- **TEXTAUSZUG**:

========

Grissemann: Stimmt, es läuft etwas entscheidend falsch.
Stermann: Es ist halt wie immer, dass man erst mit den Jahren gehört wird. Das Stichwort ist: Akzeptanz durch Penetranz. Wenn man einfach weitermacht, resignieren die Leute irgendwann einfach und nehmen dann halt an, dass etwas, das lange da, einfach da sein darf.

SN: Eigentlich ist das eine deprimierende Analyse.
Stermann: Nein, gar nicht. Als wir Anfang der 1990er- Jahre angefangen haben im ORF, sagten uns die Leute dort ja selbst, dass es Scheiße ist, was wir machen.
Grissemann: Nein. "Scheiße" haben sie nicht gesagt.
Stermann: Doch, das haben sie.
Grissemann: Auf jeden Fall haben sie gesagt, dass das, was wir machen, bestenfalls ein paar Tausend Leute interessiert. Jetzt schauen im Schnitt 250.000 zu.
Stermann: Was aber wirklich zählt, ist die relevante Zielgruppe. Da liegen wir bei 30, 35 Prozent. Davon kann Stefan Raab nur träumen. Wir sind ja wie "Wetten, dass ..?", als es noch keine Privatsender gab.

SN: Ihr anarchischer, harter Witz und Ihre nonsenshafte Hintergründigkeit sind also salonfähig?
Stermann: Das liegt aber nicht an uns, sondern an der Gesellschaft. Als wir anfingen, haben Harald Schmidt und auch Helge Schneider begonnen. Da fragt sich heute ja keiner mehr, ob das eine Berechtigung hat. In Österreich gab es so etwas nicht und wir haben diese klitzekleine Lücke geschlossen - damals im Radio. Was daraus werden kann, darüber dachte keiner nach. Wir sind ja ziellos. Wir haben halt so vor uns hingesendet. Und dann kam 1994 die Idee, wir sollten einmal auf eine Bühne, und das haben wir geschehen lassen, ohne weiter darüber nachzudenken.
Grissemann: Doch! Wir haben uns schon was überlegt. Du hast ein Hauskleid angehabt und ich ein hautenges Leopardenkostüm - ein erbarmungswürdiges Bild.
Stermann: ... und wir haben den Lugner eingeladen.
Grissemann: Genau. Der Lugner! Tiefer geht es tatsächlich nicht.

SN: Die Gäste bei "Willkommen Österreich" haben mehr Niveau.
Stermann: Am Anfang wollte keiner kommen, weil wir so einen schlechten Ruf hatten. Aber dann hat sich herumgesprochen, dass in der Sendung eine gute Atmosphäre herrscht - vor allem vorher und nachher. Und die Gäste sind auch wichtig, weil wir ja nichts mehr immer miteinander zu reden haben. Wir haben uns ja gar nichts mehr zu sagen.
Grissemann: Das Interessante an "Willkommen Österreich" ist, dass es seit ungefähr 130 Sendungen exakt gleich funktioniert. Zehn Witze. Zwischen den Gesprächen kommt Hermes. Russkaja spielen immer die gleiche Musik. Mich hat es schon überrascht, dass so ein simples Strickmuster so gut funktioniert.

========

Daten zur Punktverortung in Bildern
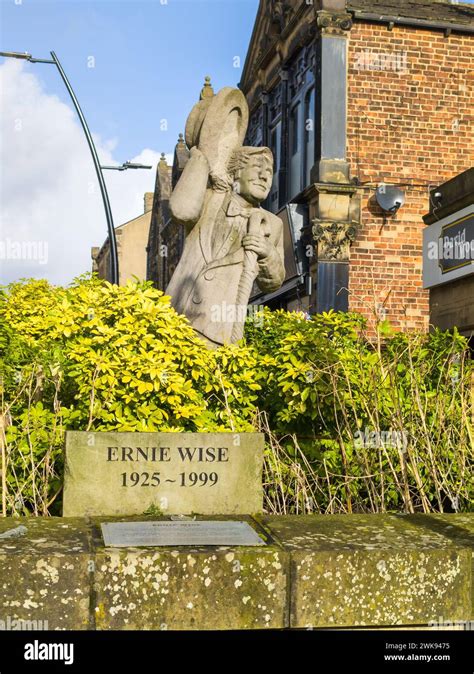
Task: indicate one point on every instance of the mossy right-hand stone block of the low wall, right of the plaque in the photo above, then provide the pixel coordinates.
(376, 570)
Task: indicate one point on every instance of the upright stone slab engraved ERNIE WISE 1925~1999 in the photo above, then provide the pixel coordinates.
(171, 473)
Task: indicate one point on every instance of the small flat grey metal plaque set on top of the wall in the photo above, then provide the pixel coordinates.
(156, 534)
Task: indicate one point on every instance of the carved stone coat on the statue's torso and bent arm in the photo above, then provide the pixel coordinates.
(205, 282)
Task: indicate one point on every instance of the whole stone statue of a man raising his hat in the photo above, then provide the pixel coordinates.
(230, 240)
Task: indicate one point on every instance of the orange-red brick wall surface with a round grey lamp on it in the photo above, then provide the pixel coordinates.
(409, 121)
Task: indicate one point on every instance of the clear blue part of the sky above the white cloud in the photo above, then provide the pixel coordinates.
(150, 58)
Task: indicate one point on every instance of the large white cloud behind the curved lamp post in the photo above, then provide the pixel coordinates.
(49, 195)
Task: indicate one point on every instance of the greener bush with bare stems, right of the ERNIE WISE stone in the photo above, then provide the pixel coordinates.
(376, 425)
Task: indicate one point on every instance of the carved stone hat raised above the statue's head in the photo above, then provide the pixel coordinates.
(217, 126)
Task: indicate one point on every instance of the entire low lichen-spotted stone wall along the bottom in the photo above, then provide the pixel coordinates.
(316, 571)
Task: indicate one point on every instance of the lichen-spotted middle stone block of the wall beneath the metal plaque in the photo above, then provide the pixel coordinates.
(192, 587)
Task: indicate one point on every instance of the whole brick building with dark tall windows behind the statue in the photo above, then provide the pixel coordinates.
(351, 95)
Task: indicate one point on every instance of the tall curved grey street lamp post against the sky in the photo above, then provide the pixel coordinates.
(98, 168)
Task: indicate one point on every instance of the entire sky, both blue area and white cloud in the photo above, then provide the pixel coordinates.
(137, 69)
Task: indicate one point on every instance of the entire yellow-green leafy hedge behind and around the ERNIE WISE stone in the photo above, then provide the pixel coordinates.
(95, 356)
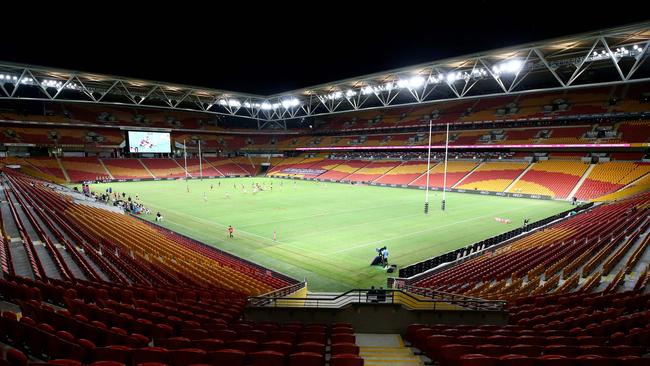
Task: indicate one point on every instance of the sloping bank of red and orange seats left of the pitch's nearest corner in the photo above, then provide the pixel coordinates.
(149, 256)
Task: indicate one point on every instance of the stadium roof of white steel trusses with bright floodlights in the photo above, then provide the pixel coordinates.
(600, 58)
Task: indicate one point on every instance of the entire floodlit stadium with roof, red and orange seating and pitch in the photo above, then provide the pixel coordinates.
(486, 209)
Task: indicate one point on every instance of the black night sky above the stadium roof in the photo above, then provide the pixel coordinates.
(274, 52)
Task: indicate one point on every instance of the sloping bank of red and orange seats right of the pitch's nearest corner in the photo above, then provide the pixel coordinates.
(563, 248)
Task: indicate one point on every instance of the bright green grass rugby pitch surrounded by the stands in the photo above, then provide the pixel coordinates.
(327, 232)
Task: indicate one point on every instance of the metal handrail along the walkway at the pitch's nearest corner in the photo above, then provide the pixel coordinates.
(380, 296)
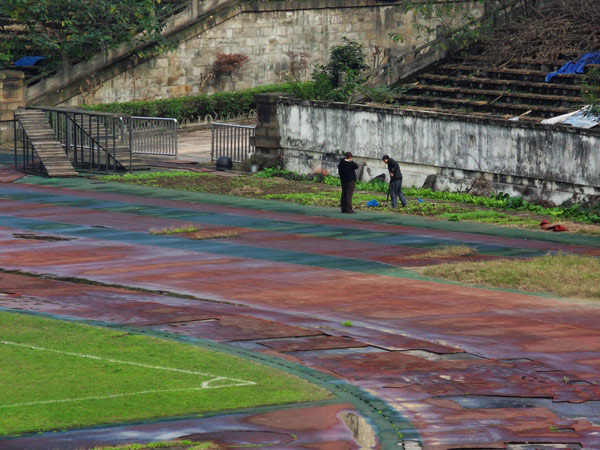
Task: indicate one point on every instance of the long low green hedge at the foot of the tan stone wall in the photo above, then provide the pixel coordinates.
(219, 106)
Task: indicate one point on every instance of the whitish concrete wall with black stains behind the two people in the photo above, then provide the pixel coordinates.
(535, 160)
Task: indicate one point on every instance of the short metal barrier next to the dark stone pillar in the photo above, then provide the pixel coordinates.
(235, 141)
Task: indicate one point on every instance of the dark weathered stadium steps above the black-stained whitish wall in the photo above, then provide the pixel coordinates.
(468, 85)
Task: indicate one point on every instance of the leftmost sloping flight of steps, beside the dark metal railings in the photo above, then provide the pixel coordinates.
(43, 140)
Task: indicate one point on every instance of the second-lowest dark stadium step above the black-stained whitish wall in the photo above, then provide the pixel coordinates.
(506, 95)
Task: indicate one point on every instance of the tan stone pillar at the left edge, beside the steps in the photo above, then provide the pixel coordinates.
(12, 97)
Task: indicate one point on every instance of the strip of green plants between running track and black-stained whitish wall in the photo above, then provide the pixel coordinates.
(320, 189)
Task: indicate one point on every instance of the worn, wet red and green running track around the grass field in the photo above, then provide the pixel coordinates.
(451, 366)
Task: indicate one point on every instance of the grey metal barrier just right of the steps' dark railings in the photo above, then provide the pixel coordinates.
(151, 135)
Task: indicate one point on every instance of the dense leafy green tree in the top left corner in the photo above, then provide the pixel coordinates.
(65, 31)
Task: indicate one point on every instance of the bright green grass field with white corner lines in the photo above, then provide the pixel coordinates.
(57, 375)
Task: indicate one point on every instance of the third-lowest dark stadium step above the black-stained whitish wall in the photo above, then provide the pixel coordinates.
(570, 90)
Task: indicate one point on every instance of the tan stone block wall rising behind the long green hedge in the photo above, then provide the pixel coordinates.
(264, 31)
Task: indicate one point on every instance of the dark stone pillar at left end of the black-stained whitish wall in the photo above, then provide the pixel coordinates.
(266, 137)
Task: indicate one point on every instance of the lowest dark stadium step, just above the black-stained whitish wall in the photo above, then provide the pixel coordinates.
(497, 108)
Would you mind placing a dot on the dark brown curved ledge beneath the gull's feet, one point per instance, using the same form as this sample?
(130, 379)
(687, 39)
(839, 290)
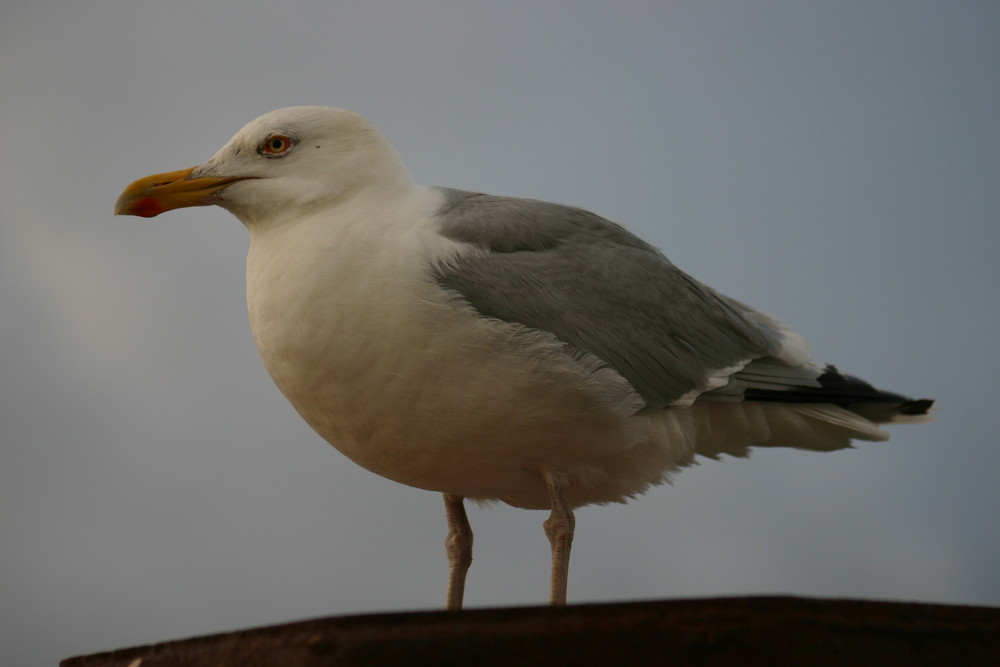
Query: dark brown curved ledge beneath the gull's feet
(716, 631)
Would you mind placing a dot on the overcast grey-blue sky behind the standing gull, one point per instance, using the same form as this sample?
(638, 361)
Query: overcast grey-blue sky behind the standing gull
(834, 164)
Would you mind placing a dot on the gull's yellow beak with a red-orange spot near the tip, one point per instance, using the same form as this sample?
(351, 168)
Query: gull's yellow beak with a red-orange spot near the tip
(150, 196)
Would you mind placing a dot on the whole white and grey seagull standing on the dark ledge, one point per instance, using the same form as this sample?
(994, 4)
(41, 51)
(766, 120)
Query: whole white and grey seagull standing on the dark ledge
(495, 348)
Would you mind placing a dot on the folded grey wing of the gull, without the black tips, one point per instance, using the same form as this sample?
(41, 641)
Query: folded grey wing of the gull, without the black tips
(600, 289)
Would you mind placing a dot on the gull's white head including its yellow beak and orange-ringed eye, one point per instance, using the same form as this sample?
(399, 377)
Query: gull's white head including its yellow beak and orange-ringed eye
(280, 165)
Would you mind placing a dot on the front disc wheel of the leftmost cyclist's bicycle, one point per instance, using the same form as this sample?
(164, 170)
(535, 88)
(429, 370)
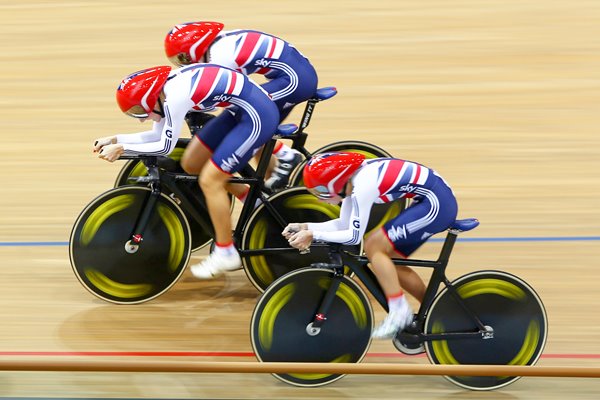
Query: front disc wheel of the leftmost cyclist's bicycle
(97, 246)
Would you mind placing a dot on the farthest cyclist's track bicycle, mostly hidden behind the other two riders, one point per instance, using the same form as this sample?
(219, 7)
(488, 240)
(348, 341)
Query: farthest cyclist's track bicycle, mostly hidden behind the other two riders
(135, 168)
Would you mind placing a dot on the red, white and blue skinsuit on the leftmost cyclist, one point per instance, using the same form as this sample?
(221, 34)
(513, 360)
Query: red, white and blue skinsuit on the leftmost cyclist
(206, 87)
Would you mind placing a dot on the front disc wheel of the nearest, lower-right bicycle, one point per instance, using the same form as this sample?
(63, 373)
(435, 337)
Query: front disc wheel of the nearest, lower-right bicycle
(285, 310)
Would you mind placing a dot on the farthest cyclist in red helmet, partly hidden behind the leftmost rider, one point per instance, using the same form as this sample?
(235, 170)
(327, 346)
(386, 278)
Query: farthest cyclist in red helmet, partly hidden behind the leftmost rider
(291, 79)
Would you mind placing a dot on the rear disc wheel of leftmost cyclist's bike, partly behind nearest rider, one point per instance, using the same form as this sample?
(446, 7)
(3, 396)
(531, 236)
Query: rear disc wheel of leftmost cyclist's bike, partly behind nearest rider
(262, 231)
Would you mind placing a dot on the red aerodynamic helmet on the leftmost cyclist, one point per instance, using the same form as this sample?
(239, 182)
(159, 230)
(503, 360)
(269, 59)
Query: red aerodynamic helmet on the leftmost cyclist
(138, 93)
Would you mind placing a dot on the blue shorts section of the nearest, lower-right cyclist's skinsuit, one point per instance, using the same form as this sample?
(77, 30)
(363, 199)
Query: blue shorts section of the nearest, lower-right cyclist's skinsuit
(439, 213)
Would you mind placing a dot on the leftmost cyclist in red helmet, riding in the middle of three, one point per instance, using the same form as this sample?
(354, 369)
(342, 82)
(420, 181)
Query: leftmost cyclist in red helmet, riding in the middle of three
(165, 97)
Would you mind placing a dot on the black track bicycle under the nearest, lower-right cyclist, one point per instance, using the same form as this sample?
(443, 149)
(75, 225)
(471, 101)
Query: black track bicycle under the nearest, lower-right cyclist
(320, 314)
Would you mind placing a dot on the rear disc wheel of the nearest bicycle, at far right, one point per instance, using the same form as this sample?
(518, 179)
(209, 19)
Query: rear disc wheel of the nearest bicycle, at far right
(502, 301)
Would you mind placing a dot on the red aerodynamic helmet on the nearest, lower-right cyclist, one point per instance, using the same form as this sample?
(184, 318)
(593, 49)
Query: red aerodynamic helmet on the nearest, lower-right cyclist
(326, 174)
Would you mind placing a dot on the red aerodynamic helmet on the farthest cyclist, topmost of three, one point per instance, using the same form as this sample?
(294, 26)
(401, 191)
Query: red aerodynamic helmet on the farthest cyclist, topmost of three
(186, 43)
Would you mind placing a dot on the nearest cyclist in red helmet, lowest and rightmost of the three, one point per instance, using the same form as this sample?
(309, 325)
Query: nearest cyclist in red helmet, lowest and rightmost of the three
(360, 183)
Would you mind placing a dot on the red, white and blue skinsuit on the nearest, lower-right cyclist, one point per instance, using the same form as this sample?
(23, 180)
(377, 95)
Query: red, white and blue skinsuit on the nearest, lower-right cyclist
(433, 208)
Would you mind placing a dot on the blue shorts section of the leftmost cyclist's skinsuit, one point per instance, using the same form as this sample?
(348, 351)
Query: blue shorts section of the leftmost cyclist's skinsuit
(233, 136)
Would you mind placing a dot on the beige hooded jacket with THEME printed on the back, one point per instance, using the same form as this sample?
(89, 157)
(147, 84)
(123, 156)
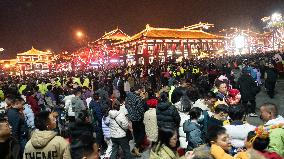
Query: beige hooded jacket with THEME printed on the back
(45, 144)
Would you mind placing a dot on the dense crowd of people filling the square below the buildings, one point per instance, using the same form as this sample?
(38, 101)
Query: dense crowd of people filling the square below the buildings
(194, 109)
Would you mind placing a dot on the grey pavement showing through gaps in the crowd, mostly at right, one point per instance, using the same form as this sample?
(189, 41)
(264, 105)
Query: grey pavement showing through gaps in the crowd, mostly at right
(261, 98)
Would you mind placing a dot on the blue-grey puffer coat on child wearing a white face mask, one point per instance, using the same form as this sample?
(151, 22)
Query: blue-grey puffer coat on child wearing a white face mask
(194, 135)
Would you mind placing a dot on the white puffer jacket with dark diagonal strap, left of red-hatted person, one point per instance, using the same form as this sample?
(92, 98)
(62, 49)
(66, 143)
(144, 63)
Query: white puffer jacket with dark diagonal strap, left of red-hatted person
(117, 117)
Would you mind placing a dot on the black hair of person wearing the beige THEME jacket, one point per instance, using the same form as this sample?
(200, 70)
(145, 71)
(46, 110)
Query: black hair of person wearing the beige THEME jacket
(41, 120)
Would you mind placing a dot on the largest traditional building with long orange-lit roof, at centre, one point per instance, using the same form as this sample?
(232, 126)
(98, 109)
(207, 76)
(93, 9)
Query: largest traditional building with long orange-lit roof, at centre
(162, 44)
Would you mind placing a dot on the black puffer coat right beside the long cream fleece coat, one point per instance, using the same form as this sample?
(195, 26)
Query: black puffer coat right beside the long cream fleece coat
(167, 115)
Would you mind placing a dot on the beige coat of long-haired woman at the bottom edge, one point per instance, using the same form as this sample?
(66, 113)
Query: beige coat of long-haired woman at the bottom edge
(163, 152)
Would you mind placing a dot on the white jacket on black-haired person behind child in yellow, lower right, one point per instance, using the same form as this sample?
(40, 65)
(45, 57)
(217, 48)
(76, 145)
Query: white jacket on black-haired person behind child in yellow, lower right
(238, 133)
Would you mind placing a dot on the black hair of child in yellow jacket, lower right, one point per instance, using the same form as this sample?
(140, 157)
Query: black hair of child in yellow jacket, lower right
(214, 132)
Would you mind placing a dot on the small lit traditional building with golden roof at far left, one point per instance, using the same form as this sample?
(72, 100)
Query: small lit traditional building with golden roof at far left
(34, 60)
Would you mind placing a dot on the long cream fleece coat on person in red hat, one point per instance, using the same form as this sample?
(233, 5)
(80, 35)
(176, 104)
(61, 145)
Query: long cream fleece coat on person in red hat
(150, 122)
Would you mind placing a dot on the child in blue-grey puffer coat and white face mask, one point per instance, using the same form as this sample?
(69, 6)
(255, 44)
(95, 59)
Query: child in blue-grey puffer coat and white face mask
(193, 130)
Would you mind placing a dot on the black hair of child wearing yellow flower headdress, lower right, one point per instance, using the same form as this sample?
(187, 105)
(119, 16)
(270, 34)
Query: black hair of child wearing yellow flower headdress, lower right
(259, 144)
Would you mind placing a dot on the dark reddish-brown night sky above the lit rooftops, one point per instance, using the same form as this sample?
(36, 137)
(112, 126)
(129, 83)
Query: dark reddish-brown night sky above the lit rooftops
(50, 24)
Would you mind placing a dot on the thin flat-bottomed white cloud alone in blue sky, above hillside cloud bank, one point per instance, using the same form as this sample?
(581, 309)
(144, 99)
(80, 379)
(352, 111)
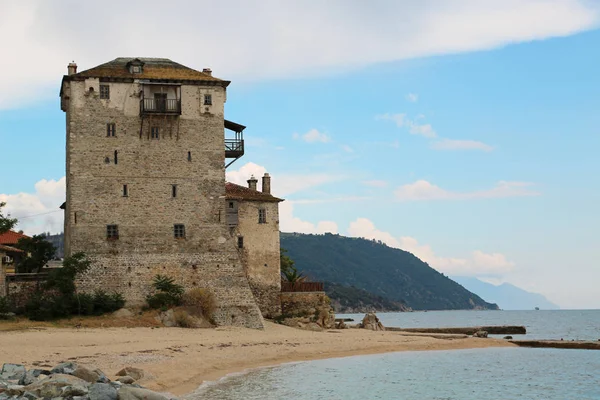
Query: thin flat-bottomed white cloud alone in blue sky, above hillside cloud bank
(423, 190)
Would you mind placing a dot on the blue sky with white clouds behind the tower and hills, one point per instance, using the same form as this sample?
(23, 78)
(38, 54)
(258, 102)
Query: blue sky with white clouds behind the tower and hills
(463, 131)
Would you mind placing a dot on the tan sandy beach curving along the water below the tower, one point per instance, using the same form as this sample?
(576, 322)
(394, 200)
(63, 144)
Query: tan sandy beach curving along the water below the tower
(182, 359)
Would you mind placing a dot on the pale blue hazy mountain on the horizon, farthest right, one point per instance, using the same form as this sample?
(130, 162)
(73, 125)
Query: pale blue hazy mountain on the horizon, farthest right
(507, 296)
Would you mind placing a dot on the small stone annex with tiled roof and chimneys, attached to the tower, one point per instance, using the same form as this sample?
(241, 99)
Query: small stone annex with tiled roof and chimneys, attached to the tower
(253, 218)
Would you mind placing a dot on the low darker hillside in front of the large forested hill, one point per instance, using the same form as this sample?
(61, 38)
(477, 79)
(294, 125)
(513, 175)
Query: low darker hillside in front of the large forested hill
(350, 300)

========

- **ZU ERSTELLEN**: Schreiben Sie aus dem Interview den Abschnitt von „SN: Eigentlich ist“ bis „sie nicht gesagt.“ wortgetreu ab. Maßgeblich ist allein das Interview.

- **SCHRIFTLICHE ANTWORT**:
SN: Eigentlich ist das eine deprimierende Analyse.
Stermann: Nein, gar nicht. Als wir Anfang der 1990er- Jahre angefangen haben im ORF, sagten uns die Leute dort ja selbst, dass es Scheiße ist, was wir machen.
Grissemann: Nein. "Scheiße" haben sie nicht gesagt.